*Exercise objective*. Copy every line of the listing below that contains the word "monk". Treat uppercase and lowercase letters as different.

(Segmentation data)
+++

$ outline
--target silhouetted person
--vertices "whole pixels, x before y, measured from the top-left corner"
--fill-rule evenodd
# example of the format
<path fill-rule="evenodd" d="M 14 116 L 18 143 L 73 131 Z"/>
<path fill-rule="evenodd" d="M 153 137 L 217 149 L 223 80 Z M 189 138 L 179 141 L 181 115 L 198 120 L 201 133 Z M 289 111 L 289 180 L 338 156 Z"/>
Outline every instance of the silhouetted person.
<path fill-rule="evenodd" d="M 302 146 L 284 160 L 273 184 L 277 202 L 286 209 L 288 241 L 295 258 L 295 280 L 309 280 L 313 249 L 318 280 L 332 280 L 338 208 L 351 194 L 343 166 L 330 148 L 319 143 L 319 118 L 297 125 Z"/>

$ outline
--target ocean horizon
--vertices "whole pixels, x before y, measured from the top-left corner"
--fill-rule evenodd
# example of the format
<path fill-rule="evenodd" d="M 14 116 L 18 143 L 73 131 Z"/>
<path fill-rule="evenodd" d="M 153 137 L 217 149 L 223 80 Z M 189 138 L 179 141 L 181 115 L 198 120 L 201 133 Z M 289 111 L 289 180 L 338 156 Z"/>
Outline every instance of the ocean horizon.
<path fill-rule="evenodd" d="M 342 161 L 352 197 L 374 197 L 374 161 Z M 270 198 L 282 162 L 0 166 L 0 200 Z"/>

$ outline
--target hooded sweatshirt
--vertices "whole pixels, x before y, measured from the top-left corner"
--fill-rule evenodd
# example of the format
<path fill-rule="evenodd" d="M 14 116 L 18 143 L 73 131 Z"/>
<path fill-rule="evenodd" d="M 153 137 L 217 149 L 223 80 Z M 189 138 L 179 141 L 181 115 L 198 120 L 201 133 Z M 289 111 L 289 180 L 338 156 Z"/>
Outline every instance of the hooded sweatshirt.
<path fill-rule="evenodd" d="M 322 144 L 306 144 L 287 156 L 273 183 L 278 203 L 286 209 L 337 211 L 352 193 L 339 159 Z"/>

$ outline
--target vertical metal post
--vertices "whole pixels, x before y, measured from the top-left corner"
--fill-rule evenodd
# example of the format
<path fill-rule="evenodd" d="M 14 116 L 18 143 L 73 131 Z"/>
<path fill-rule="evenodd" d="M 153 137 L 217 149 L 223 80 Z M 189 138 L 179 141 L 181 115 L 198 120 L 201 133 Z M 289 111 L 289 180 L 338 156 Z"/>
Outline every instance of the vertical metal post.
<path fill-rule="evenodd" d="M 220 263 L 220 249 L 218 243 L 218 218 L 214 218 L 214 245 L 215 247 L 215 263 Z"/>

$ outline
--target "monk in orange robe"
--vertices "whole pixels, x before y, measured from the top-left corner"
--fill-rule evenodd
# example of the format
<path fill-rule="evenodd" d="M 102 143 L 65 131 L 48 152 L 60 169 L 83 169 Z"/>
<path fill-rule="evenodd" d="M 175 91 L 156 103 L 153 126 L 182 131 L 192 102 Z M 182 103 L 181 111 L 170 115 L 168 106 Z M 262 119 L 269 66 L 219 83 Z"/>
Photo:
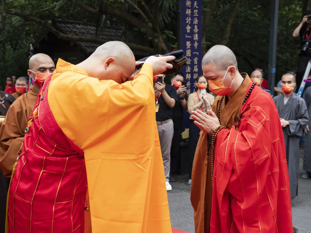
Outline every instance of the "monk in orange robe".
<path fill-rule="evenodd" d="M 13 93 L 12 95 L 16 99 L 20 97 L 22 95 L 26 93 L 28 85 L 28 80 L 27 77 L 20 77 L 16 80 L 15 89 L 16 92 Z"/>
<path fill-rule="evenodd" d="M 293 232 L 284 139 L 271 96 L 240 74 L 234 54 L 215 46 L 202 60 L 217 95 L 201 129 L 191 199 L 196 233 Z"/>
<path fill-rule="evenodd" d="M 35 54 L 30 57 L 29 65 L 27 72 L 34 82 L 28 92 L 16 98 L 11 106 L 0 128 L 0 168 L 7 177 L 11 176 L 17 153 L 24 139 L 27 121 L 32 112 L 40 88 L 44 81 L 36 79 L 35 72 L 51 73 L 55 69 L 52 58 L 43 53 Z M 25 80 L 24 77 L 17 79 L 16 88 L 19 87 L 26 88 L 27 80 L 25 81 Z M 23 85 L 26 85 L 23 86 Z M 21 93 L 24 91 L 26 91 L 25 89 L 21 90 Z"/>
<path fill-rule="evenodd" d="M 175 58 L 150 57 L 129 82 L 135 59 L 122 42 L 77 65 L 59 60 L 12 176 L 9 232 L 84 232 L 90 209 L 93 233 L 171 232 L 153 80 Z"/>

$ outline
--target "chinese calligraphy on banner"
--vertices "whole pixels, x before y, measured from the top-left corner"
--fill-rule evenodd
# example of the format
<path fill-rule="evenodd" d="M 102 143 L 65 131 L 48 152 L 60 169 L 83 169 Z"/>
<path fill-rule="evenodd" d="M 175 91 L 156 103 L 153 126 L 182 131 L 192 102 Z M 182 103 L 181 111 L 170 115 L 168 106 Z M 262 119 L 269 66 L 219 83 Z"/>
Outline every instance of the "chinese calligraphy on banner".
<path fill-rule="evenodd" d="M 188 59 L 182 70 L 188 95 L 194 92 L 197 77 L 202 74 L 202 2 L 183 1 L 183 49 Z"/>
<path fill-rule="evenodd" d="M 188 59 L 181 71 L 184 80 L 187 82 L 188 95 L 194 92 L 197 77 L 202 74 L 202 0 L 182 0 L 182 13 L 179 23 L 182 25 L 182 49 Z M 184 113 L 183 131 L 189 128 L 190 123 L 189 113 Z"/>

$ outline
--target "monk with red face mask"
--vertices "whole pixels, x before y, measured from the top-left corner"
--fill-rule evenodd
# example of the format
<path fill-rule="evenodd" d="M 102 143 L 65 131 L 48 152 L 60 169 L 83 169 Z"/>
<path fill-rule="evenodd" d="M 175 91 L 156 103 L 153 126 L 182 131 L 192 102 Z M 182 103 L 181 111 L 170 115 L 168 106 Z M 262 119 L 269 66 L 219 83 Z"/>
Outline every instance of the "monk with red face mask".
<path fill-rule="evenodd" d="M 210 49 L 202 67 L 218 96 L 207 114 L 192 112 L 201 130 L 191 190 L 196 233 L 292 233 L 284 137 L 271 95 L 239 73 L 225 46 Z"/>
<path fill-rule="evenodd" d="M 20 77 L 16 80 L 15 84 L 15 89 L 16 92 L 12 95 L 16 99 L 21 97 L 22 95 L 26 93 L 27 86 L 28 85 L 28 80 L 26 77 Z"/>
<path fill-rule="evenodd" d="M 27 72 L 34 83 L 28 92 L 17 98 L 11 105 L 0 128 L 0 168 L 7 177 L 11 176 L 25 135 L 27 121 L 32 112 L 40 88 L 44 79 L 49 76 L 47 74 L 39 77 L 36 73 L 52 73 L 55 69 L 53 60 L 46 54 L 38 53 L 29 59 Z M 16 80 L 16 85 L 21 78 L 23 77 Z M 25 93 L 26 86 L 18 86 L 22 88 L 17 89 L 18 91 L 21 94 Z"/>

+++

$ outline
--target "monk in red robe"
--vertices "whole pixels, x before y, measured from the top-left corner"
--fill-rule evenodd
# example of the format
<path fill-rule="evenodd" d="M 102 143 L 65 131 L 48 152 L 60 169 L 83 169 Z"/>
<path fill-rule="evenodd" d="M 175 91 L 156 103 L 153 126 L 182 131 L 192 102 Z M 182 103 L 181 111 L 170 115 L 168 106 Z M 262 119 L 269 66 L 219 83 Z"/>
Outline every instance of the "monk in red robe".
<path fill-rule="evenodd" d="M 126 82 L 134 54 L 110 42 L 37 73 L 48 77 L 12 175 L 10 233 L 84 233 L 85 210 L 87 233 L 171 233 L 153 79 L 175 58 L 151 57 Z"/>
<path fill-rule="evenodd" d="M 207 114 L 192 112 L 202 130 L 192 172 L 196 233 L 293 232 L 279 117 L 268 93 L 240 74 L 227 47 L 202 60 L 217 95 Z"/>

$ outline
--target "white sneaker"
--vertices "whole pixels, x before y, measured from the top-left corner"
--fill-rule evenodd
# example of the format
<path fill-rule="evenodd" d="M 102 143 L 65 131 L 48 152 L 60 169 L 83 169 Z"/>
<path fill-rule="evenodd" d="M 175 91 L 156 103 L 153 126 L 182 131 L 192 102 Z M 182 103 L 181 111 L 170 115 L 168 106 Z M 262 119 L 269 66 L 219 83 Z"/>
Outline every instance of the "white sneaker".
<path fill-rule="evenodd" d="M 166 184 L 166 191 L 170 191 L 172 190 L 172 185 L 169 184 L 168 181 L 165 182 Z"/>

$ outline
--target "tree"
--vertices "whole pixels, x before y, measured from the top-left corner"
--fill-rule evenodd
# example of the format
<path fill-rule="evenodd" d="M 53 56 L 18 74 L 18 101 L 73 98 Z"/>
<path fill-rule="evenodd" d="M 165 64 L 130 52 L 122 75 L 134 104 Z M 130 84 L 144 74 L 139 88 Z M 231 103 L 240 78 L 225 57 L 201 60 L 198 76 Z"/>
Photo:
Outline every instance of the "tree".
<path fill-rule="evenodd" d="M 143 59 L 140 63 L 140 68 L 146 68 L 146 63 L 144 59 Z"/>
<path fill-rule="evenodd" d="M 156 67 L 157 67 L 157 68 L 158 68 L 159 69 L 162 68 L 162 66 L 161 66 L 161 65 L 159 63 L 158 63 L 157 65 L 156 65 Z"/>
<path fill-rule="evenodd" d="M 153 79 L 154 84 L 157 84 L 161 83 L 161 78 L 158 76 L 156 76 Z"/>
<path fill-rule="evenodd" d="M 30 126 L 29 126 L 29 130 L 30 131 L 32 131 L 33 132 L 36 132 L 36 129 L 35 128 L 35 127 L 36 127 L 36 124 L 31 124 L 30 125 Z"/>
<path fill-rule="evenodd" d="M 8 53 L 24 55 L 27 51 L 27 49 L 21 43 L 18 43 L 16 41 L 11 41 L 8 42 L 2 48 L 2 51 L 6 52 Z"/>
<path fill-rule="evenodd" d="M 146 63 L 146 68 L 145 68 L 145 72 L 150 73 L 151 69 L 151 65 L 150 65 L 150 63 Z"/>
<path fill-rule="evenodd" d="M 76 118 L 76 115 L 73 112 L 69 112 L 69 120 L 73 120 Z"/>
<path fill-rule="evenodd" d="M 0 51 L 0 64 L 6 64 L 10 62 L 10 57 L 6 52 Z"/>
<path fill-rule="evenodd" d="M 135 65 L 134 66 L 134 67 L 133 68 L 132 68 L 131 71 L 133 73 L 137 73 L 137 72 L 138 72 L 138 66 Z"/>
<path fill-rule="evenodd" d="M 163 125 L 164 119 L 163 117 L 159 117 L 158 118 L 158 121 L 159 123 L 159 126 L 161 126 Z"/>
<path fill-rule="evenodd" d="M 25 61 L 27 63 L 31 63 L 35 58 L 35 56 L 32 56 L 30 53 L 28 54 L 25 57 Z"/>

+++

*Answer to this exercise*.
--target "monk in orange robe"
Outline every instance of the "monk in orange robe".
--target "monk with red face mask"
Outline every instance of the "monk with red face mask".
--target "monk in red robe"
Outline every instance of the "monk in red robe".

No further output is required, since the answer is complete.